- [Short exercise]
In the account of the 1991 Southeast Asian Games, restate the part that opens with the words containing "Opening highlights and" and closes with "thousands of student-performers.", swapping "spectators" for "onlookers".

The 16th Southeast Asian Games were held in Manila, the Philippines from 24 November - 5 December 1991. This was the second time that the country hosted the biennial regional sporting event. It was officially opened by President Corazon Aquino at the Rizal Memorial track and football field in Manila through a colorful opening ceremony.

Opening highlights and sidelights
Brass bands, spirited and gaily-dancing college and high school students from varied schools; UST, CEU, Miriam College, etc., attired in colorful Ati-Atihan garb. The Philippine Air Force parachutists, with one unfolded the Philippine flag as he glided to the football field, march-past of participating athletes from different countries in the region, 30,000 or more spectators, including the President Corazon Aquino, were thrilled by the spectacular musical extravaganza with thousands of student-performers.

The welcome song was "One Under an Asian Sun", the song's lyrics were beamed in a huge electronic board. The trio of Lydia de Vega-Mercado, Carlos 'Caloy' Loyzaga and golfer Gerard Cantada puts emphasis on the past, present and the future. Lydia lit the flame in the cauldron. The march-past of foreign athletes, sports officials and delegates from the participating countries in the region earned a lot of cheers and applause from the crowd.

Medalists

Gold

Silver

Bronze

Multiple

Demonstration sport
Medals earned in a Demonstration Sport is not counted on the medal haul.

Medal summary

By sports

Gold medalists
In Swimming, Eric Buhain garnered a record six golds to emerge the biennial meet's most bemedalled athlete. Akiko Thomson, losing one gold on a finishing touch technicality, settled for two record-smashing golds.
Boxing surpassed its target, drawing eight golds from pinweight Mansueto Velasco Jr, light flyweight Elias Recaido Jr, bantamweight Roberto Jalnaiz, featherweight Julito Lopez, lightweight Ronald Chavez, light welterweight Arlo Chavez, welterweight Victor Vicera and light heavyweight Raymundo Suico.

- [Supplied data]
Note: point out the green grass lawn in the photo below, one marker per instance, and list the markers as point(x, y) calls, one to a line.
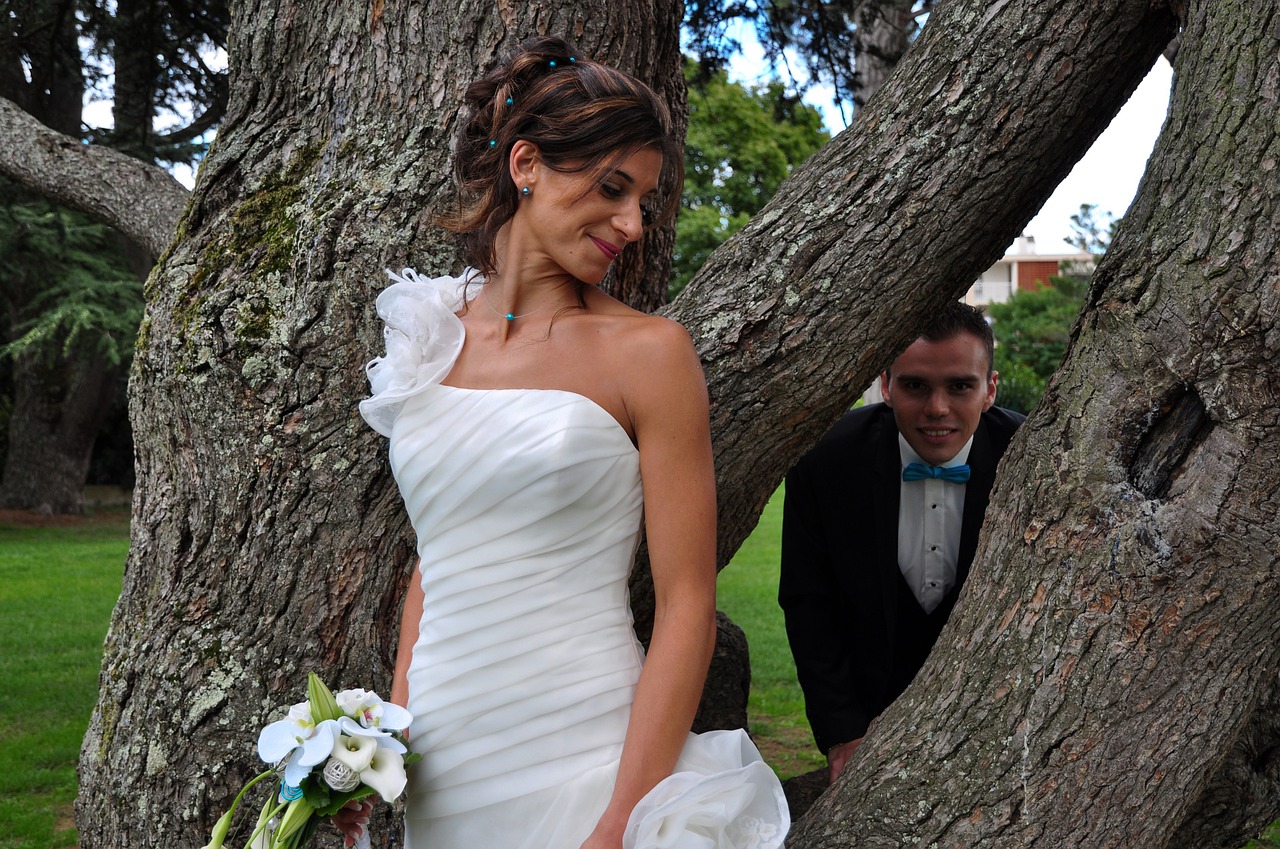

- [Result]
Opening highlights and sidelights
Brass bands, spirited and gaily-dancing college and high school students from varied schools; UST, CEU, Miriam College, etc., attired in colorful Ati-Atihan garb. The Philippine Air Force parachutists, with one unfolded the Philippine flag as he glided to the football field, march-past of participating athletes from different countries in the region, 30,000 or more onlookers, including the President Corazon Aquino, were thrilled by the spectacular musical extravaganza with thousands of student-performers.